• **Activity**:
For every line in the records below that holds "square", make a copy.

Stored entries
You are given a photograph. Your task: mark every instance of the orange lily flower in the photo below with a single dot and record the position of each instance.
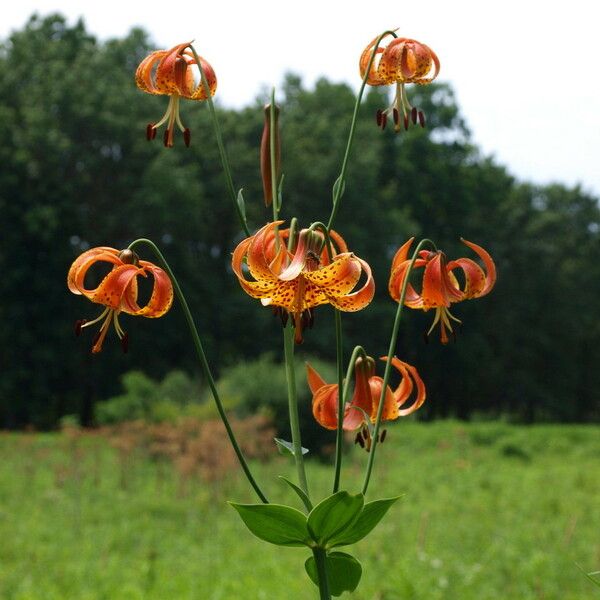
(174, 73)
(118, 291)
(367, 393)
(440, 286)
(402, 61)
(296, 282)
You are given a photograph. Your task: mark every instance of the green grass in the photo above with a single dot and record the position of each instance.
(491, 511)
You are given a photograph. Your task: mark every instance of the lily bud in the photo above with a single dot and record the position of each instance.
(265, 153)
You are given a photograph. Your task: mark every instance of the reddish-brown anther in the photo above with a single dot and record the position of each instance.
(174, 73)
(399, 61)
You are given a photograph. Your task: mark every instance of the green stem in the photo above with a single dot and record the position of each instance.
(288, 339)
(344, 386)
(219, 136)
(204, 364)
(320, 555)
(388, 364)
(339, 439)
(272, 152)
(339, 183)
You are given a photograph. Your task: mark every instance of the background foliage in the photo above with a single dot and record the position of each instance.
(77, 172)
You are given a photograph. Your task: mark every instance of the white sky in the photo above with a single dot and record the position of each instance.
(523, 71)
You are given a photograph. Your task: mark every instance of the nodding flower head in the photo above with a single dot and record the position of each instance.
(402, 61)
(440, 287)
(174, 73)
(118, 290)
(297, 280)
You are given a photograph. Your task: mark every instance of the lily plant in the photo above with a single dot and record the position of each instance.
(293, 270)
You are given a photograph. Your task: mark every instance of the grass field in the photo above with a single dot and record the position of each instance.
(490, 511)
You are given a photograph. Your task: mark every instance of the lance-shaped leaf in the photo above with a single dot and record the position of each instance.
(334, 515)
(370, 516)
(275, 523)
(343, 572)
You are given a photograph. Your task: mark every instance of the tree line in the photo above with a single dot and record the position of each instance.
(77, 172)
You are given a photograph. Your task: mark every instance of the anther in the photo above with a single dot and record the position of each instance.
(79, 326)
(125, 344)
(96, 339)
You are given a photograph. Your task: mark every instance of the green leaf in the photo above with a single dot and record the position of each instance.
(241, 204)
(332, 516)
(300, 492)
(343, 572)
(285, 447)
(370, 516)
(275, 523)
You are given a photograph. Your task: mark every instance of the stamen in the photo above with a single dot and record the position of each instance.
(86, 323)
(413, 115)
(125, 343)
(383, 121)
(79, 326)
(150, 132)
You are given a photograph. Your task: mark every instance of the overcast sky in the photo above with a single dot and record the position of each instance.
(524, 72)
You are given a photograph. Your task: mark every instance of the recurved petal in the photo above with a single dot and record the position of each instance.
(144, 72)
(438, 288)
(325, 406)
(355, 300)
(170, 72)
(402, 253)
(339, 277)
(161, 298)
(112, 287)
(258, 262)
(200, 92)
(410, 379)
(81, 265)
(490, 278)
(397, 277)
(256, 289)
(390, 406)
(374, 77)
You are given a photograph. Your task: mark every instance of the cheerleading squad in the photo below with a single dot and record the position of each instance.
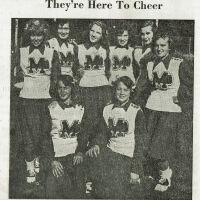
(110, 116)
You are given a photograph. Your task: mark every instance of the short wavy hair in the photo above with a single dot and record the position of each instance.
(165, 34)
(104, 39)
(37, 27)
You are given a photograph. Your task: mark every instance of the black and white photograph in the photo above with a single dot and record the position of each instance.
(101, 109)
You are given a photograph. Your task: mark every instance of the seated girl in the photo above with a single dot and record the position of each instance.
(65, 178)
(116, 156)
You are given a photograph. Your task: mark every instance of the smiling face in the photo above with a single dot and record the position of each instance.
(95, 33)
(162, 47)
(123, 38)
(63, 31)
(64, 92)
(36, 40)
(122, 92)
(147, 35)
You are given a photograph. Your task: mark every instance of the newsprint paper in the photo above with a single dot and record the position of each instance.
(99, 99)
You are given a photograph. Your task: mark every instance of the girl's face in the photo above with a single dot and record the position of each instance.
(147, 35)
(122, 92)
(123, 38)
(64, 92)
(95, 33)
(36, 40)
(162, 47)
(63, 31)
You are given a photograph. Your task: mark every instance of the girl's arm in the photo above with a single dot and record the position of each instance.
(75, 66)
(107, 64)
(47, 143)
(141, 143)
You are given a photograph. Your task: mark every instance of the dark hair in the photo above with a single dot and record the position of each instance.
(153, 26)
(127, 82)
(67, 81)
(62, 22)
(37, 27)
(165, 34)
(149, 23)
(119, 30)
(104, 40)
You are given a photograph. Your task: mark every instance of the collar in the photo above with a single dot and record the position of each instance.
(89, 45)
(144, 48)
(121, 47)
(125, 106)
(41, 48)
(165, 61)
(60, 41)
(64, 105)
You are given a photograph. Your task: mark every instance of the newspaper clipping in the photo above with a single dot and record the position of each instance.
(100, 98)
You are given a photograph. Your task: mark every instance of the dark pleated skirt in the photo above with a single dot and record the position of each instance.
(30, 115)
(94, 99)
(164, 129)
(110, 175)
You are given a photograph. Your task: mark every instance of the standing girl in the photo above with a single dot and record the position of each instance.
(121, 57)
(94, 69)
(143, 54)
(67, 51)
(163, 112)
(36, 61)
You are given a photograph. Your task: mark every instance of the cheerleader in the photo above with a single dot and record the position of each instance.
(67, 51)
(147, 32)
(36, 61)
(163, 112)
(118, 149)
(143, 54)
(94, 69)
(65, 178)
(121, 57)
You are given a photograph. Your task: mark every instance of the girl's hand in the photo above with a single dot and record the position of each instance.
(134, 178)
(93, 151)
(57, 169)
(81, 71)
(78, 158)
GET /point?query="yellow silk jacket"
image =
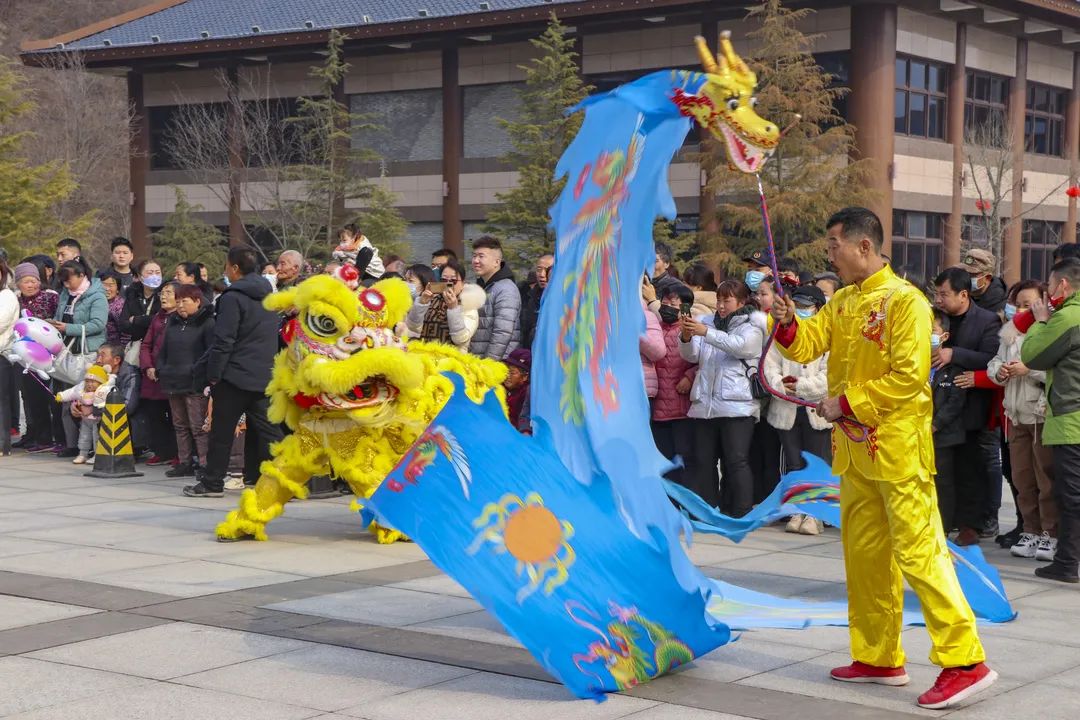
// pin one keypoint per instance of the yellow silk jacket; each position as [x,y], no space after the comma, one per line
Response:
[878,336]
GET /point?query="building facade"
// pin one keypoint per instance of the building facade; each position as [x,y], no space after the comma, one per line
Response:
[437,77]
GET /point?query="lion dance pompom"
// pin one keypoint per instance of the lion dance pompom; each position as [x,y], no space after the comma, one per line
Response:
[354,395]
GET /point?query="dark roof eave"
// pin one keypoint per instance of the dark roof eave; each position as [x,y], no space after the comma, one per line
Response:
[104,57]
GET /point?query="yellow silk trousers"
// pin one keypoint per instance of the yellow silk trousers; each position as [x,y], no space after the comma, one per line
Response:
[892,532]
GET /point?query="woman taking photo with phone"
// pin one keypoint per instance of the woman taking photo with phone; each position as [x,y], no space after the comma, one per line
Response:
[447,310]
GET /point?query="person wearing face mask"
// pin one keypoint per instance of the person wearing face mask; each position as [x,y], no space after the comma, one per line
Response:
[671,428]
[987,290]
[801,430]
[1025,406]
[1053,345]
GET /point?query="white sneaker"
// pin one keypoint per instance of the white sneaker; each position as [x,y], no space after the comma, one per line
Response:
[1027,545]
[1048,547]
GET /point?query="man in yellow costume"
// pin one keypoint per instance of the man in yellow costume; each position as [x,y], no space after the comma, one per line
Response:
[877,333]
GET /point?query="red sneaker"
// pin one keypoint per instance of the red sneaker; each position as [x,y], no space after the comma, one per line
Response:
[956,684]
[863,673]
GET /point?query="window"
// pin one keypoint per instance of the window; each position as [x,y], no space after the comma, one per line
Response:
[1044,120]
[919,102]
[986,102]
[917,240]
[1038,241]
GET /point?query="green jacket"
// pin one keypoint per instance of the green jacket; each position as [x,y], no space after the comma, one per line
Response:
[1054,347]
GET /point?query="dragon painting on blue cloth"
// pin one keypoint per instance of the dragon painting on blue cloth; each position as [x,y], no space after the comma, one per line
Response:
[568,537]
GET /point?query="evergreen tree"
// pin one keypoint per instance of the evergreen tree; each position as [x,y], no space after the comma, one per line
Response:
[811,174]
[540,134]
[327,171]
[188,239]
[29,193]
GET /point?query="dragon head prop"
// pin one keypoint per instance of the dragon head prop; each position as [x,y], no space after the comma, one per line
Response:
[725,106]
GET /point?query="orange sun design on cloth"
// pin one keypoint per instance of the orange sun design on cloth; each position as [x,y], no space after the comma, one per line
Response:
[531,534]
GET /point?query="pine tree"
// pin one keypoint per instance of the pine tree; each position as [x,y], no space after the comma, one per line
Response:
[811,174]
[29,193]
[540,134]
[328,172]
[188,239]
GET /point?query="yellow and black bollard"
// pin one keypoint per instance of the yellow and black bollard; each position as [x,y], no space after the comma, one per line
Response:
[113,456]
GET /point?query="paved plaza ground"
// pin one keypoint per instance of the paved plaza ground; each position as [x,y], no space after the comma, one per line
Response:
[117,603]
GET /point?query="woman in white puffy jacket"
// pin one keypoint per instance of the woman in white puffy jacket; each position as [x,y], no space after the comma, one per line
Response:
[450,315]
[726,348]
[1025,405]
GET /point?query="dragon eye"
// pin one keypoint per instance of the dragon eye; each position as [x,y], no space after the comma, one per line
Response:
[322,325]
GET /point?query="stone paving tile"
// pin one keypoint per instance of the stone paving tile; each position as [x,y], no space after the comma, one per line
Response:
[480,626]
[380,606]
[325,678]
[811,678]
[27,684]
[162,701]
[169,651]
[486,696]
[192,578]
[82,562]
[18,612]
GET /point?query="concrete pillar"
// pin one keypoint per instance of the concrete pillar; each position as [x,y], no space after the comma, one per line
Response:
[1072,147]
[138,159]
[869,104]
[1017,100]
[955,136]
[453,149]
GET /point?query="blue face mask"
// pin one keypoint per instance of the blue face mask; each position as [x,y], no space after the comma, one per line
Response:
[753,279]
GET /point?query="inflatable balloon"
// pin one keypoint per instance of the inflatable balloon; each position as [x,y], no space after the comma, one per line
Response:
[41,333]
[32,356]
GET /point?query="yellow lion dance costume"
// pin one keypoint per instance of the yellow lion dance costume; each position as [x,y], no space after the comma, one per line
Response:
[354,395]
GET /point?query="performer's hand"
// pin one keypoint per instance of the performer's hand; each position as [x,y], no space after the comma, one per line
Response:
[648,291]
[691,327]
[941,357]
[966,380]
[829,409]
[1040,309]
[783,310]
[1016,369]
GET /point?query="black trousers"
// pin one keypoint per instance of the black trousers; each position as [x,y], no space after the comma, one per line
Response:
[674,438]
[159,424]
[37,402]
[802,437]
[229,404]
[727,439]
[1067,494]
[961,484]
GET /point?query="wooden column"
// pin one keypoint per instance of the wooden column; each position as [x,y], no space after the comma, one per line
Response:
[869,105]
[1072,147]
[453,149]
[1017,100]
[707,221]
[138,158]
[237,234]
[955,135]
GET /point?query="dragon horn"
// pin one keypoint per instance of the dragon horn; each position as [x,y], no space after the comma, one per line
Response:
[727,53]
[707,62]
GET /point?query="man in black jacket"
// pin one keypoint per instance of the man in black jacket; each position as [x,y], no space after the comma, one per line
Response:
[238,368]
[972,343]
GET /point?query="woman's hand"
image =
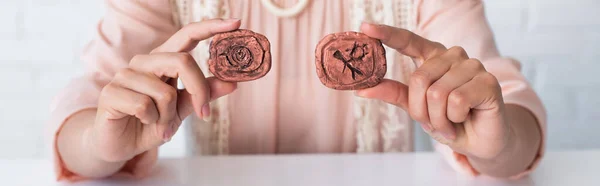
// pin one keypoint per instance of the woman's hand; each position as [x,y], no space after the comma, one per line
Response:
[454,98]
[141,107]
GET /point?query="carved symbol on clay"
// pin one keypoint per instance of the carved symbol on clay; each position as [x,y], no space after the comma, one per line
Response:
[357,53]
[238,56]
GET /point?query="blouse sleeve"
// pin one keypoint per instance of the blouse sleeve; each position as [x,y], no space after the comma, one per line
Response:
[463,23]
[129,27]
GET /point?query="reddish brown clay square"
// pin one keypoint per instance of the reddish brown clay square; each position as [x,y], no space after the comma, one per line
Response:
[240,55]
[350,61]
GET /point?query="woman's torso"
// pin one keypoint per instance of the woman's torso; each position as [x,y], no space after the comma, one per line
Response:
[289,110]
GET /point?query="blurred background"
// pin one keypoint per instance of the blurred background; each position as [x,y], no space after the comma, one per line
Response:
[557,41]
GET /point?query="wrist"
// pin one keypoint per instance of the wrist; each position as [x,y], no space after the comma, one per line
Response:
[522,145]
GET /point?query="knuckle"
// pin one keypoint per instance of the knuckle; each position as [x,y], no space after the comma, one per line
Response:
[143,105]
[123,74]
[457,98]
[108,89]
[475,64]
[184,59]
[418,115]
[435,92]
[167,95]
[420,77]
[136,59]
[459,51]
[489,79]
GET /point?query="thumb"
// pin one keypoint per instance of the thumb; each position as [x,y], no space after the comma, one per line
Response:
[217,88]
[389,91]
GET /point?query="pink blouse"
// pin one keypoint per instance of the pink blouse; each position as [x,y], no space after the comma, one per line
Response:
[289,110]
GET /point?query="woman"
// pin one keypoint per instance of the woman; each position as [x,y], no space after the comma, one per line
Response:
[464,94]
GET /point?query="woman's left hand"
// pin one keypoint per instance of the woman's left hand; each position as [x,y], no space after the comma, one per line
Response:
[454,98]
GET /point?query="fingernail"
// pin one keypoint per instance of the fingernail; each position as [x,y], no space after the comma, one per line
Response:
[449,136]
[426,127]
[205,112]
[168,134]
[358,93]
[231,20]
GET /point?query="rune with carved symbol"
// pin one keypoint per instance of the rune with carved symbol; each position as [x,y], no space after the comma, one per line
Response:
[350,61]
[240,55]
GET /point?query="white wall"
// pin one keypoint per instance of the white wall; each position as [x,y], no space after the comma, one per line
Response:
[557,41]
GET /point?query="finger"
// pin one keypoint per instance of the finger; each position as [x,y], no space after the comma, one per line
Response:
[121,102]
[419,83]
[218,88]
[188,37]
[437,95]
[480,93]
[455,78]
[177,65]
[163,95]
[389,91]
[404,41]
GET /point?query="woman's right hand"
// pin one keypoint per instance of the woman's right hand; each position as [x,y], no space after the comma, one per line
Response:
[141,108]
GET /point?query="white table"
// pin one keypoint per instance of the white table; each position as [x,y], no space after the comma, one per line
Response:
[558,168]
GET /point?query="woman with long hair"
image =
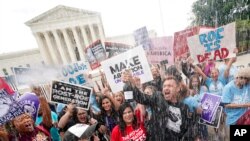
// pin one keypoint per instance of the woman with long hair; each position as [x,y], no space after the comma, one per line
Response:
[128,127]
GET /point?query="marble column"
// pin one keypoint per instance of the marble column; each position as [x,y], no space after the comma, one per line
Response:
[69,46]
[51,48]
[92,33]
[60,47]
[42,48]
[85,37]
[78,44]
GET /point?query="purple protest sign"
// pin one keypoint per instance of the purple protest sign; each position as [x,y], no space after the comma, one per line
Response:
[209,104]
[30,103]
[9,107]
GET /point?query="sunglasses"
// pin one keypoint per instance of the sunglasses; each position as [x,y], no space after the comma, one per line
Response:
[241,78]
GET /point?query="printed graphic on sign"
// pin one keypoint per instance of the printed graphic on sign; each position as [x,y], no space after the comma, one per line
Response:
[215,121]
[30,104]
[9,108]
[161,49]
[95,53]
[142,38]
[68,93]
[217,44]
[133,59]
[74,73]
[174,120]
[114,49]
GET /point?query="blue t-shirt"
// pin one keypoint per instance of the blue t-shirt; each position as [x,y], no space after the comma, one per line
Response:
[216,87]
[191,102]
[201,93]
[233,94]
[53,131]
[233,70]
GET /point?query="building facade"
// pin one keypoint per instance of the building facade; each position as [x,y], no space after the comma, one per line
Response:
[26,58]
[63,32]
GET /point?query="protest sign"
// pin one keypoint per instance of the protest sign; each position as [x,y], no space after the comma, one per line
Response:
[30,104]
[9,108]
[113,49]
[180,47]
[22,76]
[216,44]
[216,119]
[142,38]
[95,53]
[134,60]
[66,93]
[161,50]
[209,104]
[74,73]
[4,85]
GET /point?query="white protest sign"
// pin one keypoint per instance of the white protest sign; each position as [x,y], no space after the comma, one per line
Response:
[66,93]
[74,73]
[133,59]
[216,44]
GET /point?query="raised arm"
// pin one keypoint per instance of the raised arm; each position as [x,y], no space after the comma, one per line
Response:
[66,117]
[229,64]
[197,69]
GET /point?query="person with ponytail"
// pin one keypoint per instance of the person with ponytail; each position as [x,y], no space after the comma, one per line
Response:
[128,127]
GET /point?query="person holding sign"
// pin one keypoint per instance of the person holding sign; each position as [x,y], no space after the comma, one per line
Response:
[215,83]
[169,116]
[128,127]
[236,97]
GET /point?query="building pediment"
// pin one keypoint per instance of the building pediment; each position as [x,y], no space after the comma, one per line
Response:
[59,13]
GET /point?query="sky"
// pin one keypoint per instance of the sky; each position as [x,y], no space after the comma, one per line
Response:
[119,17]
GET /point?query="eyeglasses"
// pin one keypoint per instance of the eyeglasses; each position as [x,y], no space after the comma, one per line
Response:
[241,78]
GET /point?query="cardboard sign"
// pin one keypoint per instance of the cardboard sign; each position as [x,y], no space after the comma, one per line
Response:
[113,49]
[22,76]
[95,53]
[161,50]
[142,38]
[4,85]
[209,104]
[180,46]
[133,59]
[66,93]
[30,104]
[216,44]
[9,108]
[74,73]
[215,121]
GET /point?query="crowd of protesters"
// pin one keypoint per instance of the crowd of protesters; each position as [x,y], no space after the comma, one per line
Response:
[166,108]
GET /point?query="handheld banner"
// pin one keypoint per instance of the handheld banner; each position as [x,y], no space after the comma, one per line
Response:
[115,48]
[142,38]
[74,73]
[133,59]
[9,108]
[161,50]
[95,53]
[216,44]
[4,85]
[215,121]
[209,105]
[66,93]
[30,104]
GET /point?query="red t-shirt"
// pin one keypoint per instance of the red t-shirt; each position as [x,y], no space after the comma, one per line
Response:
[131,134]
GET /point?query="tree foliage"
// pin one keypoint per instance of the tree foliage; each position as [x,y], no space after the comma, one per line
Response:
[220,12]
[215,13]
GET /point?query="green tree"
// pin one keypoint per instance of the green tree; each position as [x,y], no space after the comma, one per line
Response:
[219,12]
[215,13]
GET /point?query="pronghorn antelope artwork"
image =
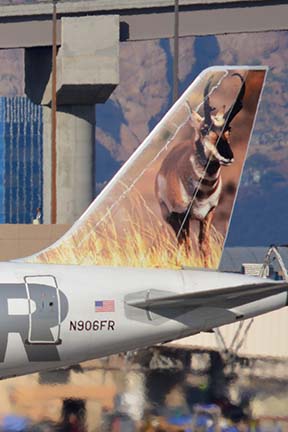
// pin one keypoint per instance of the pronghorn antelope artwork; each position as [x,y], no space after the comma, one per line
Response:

• **Solution to the problem**:
GET /point?query="reddish brown clay square"
// pin one keypoint per instance of the reddish brown clay square; each position as [x,y], no space after the comma, one per line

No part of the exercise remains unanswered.